Copy the listing word for word from its first line up to and including the line that contains "[[[0,715],[0,994],[115,995],[106,693]]]", leaving out the pictures.

### GIVEN DATA

+===+

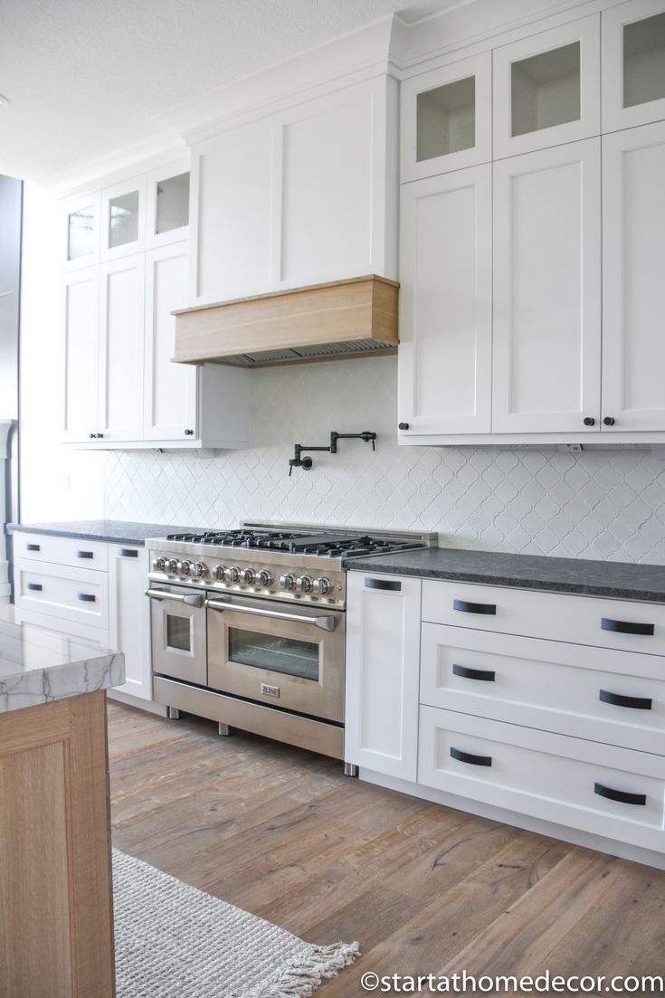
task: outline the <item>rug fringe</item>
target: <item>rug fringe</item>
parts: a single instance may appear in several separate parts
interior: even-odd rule
[[[357,942],[312,945],[307,956],[294,957],[275,977],[259,984],[244,998],[310,998],[325,978],[336,977],[360,955]]]

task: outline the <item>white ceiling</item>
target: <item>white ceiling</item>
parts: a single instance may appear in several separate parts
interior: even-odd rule
[[[461,0],[467,3],[469,0]],[[2,0],[0,174],[164,140],[168,108],[395,12],[460,0]]]

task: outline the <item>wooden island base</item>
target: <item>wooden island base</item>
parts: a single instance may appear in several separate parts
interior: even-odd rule
[[[0,715],[0,994],[115,995],[106,693]]]

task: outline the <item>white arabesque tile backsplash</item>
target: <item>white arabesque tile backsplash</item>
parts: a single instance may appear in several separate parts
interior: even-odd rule
[[[665,461],[649,450],[398,447],[394,357],[257,370],[252,392],[251,449],[108,453],[105,516],[424,529],[452,547],[665,564]],[[375,453],[341,440],[289,477],[295,443],[365,429]]]

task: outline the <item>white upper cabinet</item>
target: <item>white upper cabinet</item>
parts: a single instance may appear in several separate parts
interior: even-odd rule
[[[602,429],[662,431],[665,122],[607,135],[603,153]]]
[[[599,15],[494,49],[494,159],[600,134]]]
[[[63,287],[63,439],[81,442],[99,417],[99,268],[67,274]]]
[[[177,440],[195,435],[197,374],[192,364],[172,362],[174,308],[187,300],[187,243],[146,253],[146,342],[144,435]]]
[[[146,248],[146,177],[102,191],[102,261],[140,252]]]
[[[278,279],[275,141],[261,122],[194,148],[192,303]]]
[[[602,14],[603,132],[665,119],[665,3],[631,0]]]
[[[495,433],[598,431],[600,139],[494,165]]]
[[[491,428],[491,165],[401,192],[399,428]]]
[[[146,249],[181,243],[190,233],[189,157],[152,170],[146,180]],[[187,301],[187,288],[181,306]]]
[[[142,437],[145,279],[144,253],[100,268],[98,431],[107,443]]]
[[[98,191],[77,195],[64,203],[65,270],[78,270],[99,263],[101,204]]]
[[[396,84],[299,104],[192,149],[192,304],[396,270]]]
[[[401,85],[401,181],[491,160],[491,52]]]

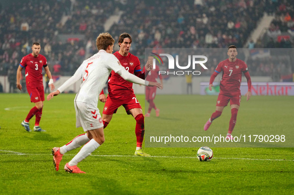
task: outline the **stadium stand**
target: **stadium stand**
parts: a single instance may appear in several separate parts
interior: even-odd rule
[[[107,18],[119,10],[123,13],[108,31],[116,40],[122,32],[131,33],[132,53],[142,64],[146,48],[245,47],[264,11],[275,15],[275,19],[251,48],[293,46],[294,9],[286,0],[127,1],[127,6],[125,1],[110,0],[102,7],[101,1],[94,0],[30,0],[3,7],[0,75],[7,75],[10,66],[16,71],[20,58],[31,52],[30,44],[36,41],[41,43],[53,74],[72,74],[82,60],[96,52],[95,42],[89,40],[103,31]],[[272,76],[272,65],[252,64],[256,74]]]

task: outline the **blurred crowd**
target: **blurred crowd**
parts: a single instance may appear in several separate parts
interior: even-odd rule
[[[72,74],[81,62],[97,52],[95,40],[110,16],[122,11],[108,31],[116,40],[126,32],[131,52],[144,64],[145,48],[224,48],[245,45],[264,12],[275,15],[266,43],[254,48],[292,48],[294,9],[289,0],[29,0],[12,1],[0,12],[0,75],[16,74],[21,58],[41,44],[53,75]],[[277,36],[288,32],[292,36]],[[282,33],[282,34],[281,34]],[[63,40],[60,35],[82,35]],[[75,37],[75,35],[73,35]],[[255,65],[256,62],[253,62]],[[257,65],[260,66],[260,65]],[[270,68],[271,68],[270,67]],[[256,68],[255,69],[258,69]],[[256,72],[271,75],[267,68]],[[254,74],[254,73],[253,73]]]

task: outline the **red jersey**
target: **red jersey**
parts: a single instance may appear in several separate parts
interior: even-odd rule
[[[239,59],[234,62],[227,59],[219,63],[214,70],[217,73],[222,71],[219,94],[232,96],[240,95],[242,72],[248,69],[245,63]]]
[[[25,68],[25,81],[35,87],[43,86],[42,67],[47,66],[47,60],[41,54],[34,57],[32,54],[21,59],[19,65]]]
[[[162,79],[162,76],[161,74],[159,74],[158,72],[159,72],[159,67],[156,65],[155,66],[155,69],[152,69],[149,72],[148,72],[148,75],[146,77],[146,80],[148,80],[148,81],[152,81],[152,82],[156,82],[156,78],[159,77],[159,78]],[[144,69],[143,72],[145,72],[145,68]]]
[[[129,53],[127,56],[123,56],[118,51],[113,55],[117,58],[121,65],[131,74],[135,73],[135,75],[138,76],[142,73],[138,57]],[[124,80],[113,70],[111,71],[108,79],[108,96],[114,98],[134,93],[133,83]]]

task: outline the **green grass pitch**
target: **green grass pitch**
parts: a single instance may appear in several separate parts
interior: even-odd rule
[[[197,160],[198,147],[193,145],[148,147],[144,150],[153,157],[135,157],[135,123],[123,107],[104,130],[105,142],[79,163],[87,174],[69,174],[63,170],[78,149],[64,156],[60,170],[56,172],[51,149],[83,133],[82,128],[75,127],[74,97],[62,94],[44,102],[40,126],[47,132],[29,133],[20,125],[33,105],[29,102],[28,95],[0,94],[0,194],[294,194],[293,148],[211,147],[214,158],[206,162]],[[144,109],[144,96],[137,98]],[[293,98],[252,96],[246,102],[243,97],[234,131],[248,130],[261,134],[268,129],[277,133],[293,131]],[[159,95],[155,103],[161,115],[156,118],[153,111],[147,122],[161,118],[172,124],[176,121],[173,125],[175,129],[181,128],[181,123],[189,129],[201,129],[214,110],[216,99],[216,96]],[[177,113],[172,105],[165,104],[167,99],[183,109]],[[193,105],[187,105],[191,101]],[[100,111],[103,105],[99,103]],[[195,120],[189,121],[186,114],[194,114]],[[217,131],[219,129],[225,133],[230,115],[229,109],[225,108],[221,118],[213,122],[209,130]],[[32,129],[34,120],[30,123]]]

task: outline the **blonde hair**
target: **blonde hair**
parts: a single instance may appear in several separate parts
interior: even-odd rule
[[[108,33],[100,33],[96,39],[96,46],[98,50],[106,50],[109,45],[114,43],[114,39]]]

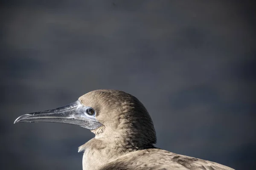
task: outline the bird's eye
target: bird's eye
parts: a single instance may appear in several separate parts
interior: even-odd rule
[[[94,114],[95,113],[95,112],[94,111],[93,109],[91,108],[87,109],[87,110],[86,110],[86,113],[89,115],[93,115],[93,114]]]

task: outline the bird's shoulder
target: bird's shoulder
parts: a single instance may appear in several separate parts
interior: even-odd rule
[[[118,158],[101,170],[232,170],[217,163],[154,148],[137,150]]]

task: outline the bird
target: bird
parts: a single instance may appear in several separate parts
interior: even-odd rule
[[[65,106],[22,115],[14,123],[35,122],[77,125],[95,134],[79,147],[83,170],[233,170],[155,147],[156,133],[147,109],[121,91],[92,91]]]

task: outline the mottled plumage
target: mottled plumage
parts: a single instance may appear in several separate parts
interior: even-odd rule
[[[87,114],[88,108],[95,114]],[[46,119],[76,124],[95,134],[79,149],[84,152],[83,170],[233,170],[154,147],[156,133],[147,110],[135,97],[122,91],[93,91],[66,107],[23,115],[15,123]]]

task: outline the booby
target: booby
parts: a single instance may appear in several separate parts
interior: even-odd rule
[[[84,152],[83,170],[233,170],[155,147],[156,132],[148,111],[122,91],[92,91],[66,106],[21,116],[14,123],[40,122],[78,125],[95,134],[79,148]]]

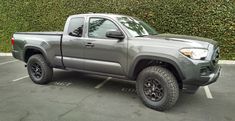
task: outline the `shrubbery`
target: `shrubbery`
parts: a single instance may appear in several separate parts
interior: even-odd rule
[[[0,0],[0,51],[16,31],[62,31],[72,14],[119,13],[160,33],[212,38],[223,59],[235,59],[235,0]]]

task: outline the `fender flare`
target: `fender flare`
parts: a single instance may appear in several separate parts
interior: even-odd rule
[[[47,57],[46,51],[45,51],[43,48],[41,48],[41,47],[32,46],[32,45],[26,45],[26,46],[24,47],[24,52],[23,52],[23,59],[24,59],[24,62],[26,62],[26,60],[25,60],[25,55],[26,55],[26,51],[27,51],[28,49],[34,49],[34,50],[37,50],[37,51],[41,52],[42,55],[43,55],[43,57],[46,59],[47,63],[51,66],[51,62],[49,61],[49,59],[48,59],[48,57]]]
[[[140,56],[136,57],[135,60],[133,61],[133,64],[130,66],[129,71],[128,71],[128,77],[130,79],[134,79],[134,71],[135,71],[136,65],[143,59],[159,60],[162,62],[169,63],[172,66],[174,66],[174,68],[176,69],[176,71],[179,74],[180,79],[181,80],[185,79],[185,76],[183,75],[183,72],[181,71],[178,62],[176,60],[174,60],[173,57],[154,56],[154,55],[140,55]]]

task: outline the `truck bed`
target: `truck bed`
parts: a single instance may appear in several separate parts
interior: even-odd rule
[[[15,34],[30,34],[30,35],[63,35],[63,32],[16,32]]]

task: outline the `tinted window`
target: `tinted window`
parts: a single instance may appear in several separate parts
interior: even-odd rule
[[[118,27],[105,18],[90,18],[88,36],[94,38],[107,38],[106,32],[119,31]]]
[[[128,32],[133,36],[146,36],[157,34],[154,28],[137,18],[118,17],[118,21],[122,23],[122,25],[124,25]]]
[[[69,23],[68,34],[81,37],[83,32],[84,18],[72,18]]]

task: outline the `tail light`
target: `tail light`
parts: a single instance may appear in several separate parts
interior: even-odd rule
[[[15,38],[12,37],[12,38],[11,38],[11,45],[14,45],[14,44],[15,44]]]

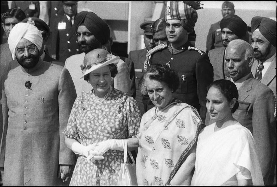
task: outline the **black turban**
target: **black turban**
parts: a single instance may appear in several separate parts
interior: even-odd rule
[[[270,18],[256,16],[251,20],[251,32],[257,29],[274,47],[276,46],[276,22]]]
[[[229,14],[222,18],[219,23],[220,29],[229,29],[240,39],[245,35],[247,25],[241,18],[235,14]]]
[[[76,15],[74,24],[76,33],[78,27],[83,23],[102,44],[110,39],[110,29],[108,24],[95,13],[84,11]]]

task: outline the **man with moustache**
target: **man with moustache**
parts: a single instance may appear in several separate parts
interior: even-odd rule
[[[76,15],[74,25],[78,44],[82,53],[66,59],[64,67],[70,73],[74,83],[77,95],[82,91],[91,90],[91,85],[80,78],[81,68],[85,54],[95,49],[104,48],[103,46],[110,39],[110,29],[103,20],[92,12],[83,11]],[[131,80],[127,64],[120,60],[117,65],[117,74],[112,79],[112,85],[119,90],[130,95]]]
[[[16,24],[8,39],[20,66],[1,80],[8,113],[4,185],[57,185],[68,180],[74,164],[62,134],[76,97],[74,84],[67,70],[41,59],[42,42],[27,23]]]
[[[230,14],[223,18],[219,25],[224,47],[212,49],[208,54],[214,68],[214,81],[229,77],[224,61],[226,48],[232,40],[243,39],[247,31],[246,23],[235,14]]]
[[[276,121],[273,116],[275,96],[271,90],[254,78],[251,72],[254,55],[250,44],[235,39],[229,43],[225,60],[230,76],[228,79],[234,83],[239,92],[239,107],[233,116],[253,135],[264,182],[268,185],[272,184],[269,179],[274,176],[276,162],[274,156],[276,151]]]
[[[146,21],[141,24],[141,29],[144,31],[143,42],[145,48],[131,51],[129,53],[128,57],[128,58],[134,62],[136,80],[136,100],[142,115],[149,109],[147,108],[149,104],[150,104],[151,106],[152,105],[148,95],[143,95],[141,94],[139,84],[141,78],[145,73],[144,61],[146,54],[156,46],[151,32],[151,27],[154,22],[152,21]]]
[[[64,63],[66,58],[79,54],[77,37],[74,31],[74,18],[77,14],[77,1],[63,1],[65,14],[50,21],[52,57]]]
[[[255,78],[276,93],[276,22],[256,16],[251,21],[254,55],[251,71]]]
[[[21,9],[14,8],[9,9],[7,11],[1,14],[1,19],[2,22],[2,27],[6,33],[7,37],[9,37],[12,29],[16,24],[20,22],[26,18],[25,13]],[[0,80],[3,78],[4,75],[7,73],[10,63],[12,60],[12,54],[9,48],[8,42],[1,44],[1,54],[0,54]],[[17,63],[16,63],[17,64]],[[2,84],[0,85],[0,89],[2,89]],[[0,96],[2,101],[2,95]],[[2,184],[2,177],[3,174],[4,163],[5,158],[5,140],[3,138],[5,136],[7,127],[4,127],[3,124],[6,122],[3,121],[6,118],[4,115],[7,114],[3,111],[4,103],[1,102],[0,112],[0,184]]]
[[[191,47],[188,40],[190,34],[194,32],[196,10],[201,8],[198,1],[167,1],[165,30],[170,43],[152,54],[150,61],[150,64],[166,65],[177,71],[180,84],[173,97],[194,107],[204,122],[207,88],[213,82],[213,67],[208,55]]]

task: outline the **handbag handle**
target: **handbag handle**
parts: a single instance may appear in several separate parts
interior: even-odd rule
[[[127,139],[126,139],[124,140],[124,163],[127,163]],[[134,159],[134,157],[133,157],[133,155],[132,155],[132,153],[131,152],[131,151],[128,151],[128,153],[132,160],[133,163],[135,163],[136,161],[135,161]]]

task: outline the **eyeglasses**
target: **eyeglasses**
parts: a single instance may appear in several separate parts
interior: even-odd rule
[[[29,52],[33,53],[35,51],[36,48],[37,46],[29,46],[27,47],[27,50],[28,50]],[[19,54],[23,54],[25,51],[25,48],[18,47],[16,48],[16,50]]]

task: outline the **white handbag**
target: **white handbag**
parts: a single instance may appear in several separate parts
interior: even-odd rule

+===+

### RESULT FOR THIS TASK
task: outline the <item>rug fringe</item>
target: <item>rug fringe</item>
parts: a single instance may appear in several separate parts
interior: even-odd rule
[[[357,942],[312,945],[307,956],[294,957],[275,977],[259,984],[244,998],[310,998],[325,978],[336,977],[360,955]]]

task: outline the <item>white ceiling</item>
target: <item>white ceiling</item>
parts: a single instance may appear in several separate parts
interior: even-odd rule
[[[461,0],[467,3],[469,0]],[[2,0],[0,174],[164,140],[168,108],[395,12],[460,0]]]

task: outline the <item>wooden island base</item>
target: <item>wooden island base</item>
parts: a single instance may appear in several separate parts
interior: even-odd rule
[[[0,715],[0,994],[115,995],[106,693]]]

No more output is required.